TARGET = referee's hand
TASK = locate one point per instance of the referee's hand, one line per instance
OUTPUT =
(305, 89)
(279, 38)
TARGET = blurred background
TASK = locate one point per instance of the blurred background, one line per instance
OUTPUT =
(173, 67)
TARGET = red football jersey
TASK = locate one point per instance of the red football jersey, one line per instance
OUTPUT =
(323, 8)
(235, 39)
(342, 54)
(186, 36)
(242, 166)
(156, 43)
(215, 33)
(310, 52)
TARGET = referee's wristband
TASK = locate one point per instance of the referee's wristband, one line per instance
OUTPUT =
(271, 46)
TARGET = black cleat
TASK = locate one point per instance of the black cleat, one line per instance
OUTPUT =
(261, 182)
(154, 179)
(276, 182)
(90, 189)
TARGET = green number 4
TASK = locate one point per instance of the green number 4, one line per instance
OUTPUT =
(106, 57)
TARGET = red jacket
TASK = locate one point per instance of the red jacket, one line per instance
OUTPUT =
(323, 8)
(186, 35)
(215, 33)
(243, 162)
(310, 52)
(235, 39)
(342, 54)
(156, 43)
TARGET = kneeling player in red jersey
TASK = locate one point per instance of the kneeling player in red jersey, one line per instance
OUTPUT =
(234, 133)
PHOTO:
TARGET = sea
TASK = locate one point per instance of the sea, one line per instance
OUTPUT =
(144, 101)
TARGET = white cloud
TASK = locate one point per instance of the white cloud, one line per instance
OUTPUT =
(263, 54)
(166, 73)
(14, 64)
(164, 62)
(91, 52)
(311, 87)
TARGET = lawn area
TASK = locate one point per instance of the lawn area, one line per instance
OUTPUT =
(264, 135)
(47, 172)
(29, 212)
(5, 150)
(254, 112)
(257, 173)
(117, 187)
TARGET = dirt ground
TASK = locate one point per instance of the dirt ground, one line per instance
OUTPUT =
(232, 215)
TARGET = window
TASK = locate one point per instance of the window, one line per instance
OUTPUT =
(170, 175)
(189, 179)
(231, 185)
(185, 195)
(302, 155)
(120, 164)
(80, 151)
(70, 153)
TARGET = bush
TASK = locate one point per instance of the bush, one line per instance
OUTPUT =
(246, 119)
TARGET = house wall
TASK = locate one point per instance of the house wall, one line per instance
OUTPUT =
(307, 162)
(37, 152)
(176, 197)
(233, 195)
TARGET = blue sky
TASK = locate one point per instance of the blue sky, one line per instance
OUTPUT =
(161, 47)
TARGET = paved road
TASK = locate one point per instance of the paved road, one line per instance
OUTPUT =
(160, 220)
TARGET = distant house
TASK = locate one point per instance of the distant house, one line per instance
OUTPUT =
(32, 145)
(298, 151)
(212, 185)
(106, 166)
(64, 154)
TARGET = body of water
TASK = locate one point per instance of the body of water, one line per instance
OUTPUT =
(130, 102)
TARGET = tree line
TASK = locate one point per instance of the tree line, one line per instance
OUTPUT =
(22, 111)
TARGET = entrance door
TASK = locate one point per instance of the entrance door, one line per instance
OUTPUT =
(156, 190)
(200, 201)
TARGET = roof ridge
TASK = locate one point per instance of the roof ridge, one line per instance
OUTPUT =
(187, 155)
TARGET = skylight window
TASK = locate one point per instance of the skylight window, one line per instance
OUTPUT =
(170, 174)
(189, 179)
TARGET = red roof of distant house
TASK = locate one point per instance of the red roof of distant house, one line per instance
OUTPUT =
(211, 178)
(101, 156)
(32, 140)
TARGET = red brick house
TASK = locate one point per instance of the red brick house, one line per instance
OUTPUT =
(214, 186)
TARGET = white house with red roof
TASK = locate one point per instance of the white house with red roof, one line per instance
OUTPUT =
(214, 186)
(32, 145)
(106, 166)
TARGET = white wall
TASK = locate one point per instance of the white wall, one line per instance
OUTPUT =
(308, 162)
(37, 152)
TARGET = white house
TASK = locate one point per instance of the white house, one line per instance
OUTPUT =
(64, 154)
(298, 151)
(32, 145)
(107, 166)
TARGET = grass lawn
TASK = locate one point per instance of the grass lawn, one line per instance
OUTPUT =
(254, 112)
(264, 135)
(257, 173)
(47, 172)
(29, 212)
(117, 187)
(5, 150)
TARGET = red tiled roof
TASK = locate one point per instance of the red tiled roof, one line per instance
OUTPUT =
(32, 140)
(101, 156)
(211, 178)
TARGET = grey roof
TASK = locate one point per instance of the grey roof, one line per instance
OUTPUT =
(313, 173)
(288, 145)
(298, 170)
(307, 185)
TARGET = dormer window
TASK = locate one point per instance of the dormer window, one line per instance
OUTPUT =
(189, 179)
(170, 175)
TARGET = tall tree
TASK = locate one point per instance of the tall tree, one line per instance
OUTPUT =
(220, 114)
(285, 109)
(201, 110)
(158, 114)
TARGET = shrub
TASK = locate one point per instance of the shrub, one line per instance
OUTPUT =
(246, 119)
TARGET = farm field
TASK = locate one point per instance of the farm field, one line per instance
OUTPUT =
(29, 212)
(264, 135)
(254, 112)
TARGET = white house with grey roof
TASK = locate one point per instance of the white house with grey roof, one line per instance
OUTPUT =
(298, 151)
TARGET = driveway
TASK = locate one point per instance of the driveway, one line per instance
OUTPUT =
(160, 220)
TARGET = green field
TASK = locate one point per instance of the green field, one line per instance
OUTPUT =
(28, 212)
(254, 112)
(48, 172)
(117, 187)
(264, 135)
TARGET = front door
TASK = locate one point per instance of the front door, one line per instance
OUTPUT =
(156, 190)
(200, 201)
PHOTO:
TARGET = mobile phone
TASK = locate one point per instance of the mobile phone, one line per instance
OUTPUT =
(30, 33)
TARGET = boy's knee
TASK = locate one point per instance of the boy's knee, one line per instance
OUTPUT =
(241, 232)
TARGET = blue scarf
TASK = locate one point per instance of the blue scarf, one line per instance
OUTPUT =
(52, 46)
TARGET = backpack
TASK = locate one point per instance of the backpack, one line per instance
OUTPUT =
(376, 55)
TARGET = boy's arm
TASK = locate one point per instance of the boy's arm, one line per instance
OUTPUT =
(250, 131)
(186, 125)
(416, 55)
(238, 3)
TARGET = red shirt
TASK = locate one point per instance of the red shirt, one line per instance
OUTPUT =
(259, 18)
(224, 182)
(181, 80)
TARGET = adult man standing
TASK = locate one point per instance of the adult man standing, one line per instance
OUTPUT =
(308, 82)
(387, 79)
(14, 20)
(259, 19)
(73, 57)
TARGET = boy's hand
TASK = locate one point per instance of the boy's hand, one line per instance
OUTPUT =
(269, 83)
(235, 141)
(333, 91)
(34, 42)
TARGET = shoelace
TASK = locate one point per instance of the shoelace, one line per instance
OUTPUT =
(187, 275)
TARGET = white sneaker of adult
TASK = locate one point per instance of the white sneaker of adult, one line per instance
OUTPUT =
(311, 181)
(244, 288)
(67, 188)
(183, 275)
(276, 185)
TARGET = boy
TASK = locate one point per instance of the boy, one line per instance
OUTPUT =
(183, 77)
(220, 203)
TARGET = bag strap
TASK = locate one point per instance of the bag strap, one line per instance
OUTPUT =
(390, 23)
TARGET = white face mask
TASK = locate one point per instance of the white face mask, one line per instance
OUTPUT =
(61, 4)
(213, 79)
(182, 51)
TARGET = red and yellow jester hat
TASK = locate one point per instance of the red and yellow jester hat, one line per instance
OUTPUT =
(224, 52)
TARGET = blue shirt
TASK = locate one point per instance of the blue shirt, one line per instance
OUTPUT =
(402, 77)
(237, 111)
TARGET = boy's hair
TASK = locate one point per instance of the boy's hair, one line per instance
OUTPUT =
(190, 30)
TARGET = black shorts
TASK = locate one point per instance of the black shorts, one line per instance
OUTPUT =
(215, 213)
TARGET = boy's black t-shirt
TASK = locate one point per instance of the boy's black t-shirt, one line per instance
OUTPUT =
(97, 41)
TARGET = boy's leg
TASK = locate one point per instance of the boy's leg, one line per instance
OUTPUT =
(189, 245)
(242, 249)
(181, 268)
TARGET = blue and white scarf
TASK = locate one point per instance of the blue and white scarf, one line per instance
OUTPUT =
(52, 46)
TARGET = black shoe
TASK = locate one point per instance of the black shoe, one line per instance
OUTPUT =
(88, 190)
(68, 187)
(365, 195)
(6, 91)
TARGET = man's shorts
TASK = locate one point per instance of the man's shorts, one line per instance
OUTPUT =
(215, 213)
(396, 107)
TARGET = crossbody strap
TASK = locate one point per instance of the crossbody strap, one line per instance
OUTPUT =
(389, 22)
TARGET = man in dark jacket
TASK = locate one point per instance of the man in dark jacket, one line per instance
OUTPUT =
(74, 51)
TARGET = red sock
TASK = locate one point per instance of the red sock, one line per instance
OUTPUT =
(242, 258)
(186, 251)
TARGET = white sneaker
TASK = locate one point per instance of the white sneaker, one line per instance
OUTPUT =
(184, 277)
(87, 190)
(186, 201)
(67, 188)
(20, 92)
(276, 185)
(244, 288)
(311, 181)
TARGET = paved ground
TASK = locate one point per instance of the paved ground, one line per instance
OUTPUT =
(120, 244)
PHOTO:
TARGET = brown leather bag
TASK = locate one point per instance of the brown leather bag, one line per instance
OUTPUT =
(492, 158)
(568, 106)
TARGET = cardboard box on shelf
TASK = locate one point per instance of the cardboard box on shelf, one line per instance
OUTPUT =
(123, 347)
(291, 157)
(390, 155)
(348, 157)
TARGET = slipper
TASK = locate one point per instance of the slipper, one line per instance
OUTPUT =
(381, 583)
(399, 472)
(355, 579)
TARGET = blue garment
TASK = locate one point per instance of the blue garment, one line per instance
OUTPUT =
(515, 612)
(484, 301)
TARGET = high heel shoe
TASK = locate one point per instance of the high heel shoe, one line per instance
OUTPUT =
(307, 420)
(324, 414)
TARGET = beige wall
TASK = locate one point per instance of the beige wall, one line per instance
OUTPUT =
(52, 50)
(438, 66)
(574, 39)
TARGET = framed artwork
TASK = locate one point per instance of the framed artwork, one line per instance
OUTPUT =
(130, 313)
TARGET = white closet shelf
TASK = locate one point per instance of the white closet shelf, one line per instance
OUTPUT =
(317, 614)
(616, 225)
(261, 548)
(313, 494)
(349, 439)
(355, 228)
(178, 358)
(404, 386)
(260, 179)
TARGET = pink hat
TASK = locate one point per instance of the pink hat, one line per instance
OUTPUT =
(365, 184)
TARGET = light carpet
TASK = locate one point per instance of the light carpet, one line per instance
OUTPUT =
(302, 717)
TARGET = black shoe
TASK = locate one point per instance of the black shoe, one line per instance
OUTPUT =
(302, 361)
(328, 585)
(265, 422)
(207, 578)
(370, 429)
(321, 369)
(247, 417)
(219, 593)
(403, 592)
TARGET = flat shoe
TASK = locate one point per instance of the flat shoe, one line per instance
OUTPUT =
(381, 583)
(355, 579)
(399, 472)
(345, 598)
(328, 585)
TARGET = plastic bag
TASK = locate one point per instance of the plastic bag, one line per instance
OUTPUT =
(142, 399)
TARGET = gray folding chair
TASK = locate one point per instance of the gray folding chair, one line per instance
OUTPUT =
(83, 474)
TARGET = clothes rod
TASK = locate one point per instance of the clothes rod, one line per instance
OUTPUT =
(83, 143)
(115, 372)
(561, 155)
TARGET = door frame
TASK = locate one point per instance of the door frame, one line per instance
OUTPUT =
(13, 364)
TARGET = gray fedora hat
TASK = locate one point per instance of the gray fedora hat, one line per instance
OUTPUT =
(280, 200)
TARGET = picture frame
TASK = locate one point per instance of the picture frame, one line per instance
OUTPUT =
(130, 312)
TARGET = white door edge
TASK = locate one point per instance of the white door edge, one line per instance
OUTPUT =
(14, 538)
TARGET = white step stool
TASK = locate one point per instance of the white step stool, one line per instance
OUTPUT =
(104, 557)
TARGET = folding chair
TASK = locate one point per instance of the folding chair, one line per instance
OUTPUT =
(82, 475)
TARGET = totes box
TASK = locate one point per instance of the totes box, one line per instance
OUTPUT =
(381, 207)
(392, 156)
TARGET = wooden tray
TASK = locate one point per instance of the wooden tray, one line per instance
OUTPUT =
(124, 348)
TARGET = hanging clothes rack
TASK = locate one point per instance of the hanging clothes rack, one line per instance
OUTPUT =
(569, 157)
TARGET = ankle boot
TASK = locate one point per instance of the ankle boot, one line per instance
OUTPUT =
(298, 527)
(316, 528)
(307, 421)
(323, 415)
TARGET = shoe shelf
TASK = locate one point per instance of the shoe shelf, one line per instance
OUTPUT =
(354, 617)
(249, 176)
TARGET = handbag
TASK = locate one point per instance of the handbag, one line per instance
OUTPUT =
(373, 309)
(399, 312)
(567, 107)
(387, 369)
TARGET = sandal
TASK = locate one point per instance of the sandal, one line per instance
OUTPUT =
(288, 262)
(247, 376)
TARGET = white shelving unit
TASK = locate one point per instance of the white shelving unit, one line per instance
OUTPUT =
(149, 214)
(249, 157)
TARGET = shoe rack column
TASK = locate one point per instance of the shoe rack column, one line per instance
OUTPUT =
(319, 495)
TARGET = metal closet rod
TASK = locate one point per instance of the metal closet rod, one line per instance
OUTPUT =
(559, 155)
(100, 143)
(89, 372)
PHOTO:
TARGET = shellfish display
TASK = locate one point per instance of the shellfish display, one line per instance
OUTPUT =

————————

TASK REQUIREMENTS ::
Quote only the lines from the one containing "TARGET = handbag" through the final line of the records, with both ends included.

OUTPUT FOR THIS EXERCISE ::
TARGET = handbag
TASK = locate one point per instance of the handbag, one line per instance
OUTPUT =
(373, 309)
(399, 312)
(567, 107)
(387, 369)
TARGET = sandal
TASK = locate one point per instance of the sandal, one line per instance
OUTPUT =
(288, 262)
(247, 376)
TARGET = white shelving unit
TASK = locate one point per instance of the white shelving unit, one line per instance
OUTPUT =
(149, 214)
(249, 157)
TARGET = shoe rack column
TASK = locate one point per instance of the shoe rack column, one line per instance
OUTPUT =
(319, 495)
TARGET = metal closet rod
TASK = locate one point per instance of the metal closet rod, one line per instance
OUTPUT =
(559, 155)
(100, 143)
(89, 372)
PHOTO:
TARGET = shellfish display
TASK = locate one point per instance of the shellfish display, one line per instance
OUTPUT =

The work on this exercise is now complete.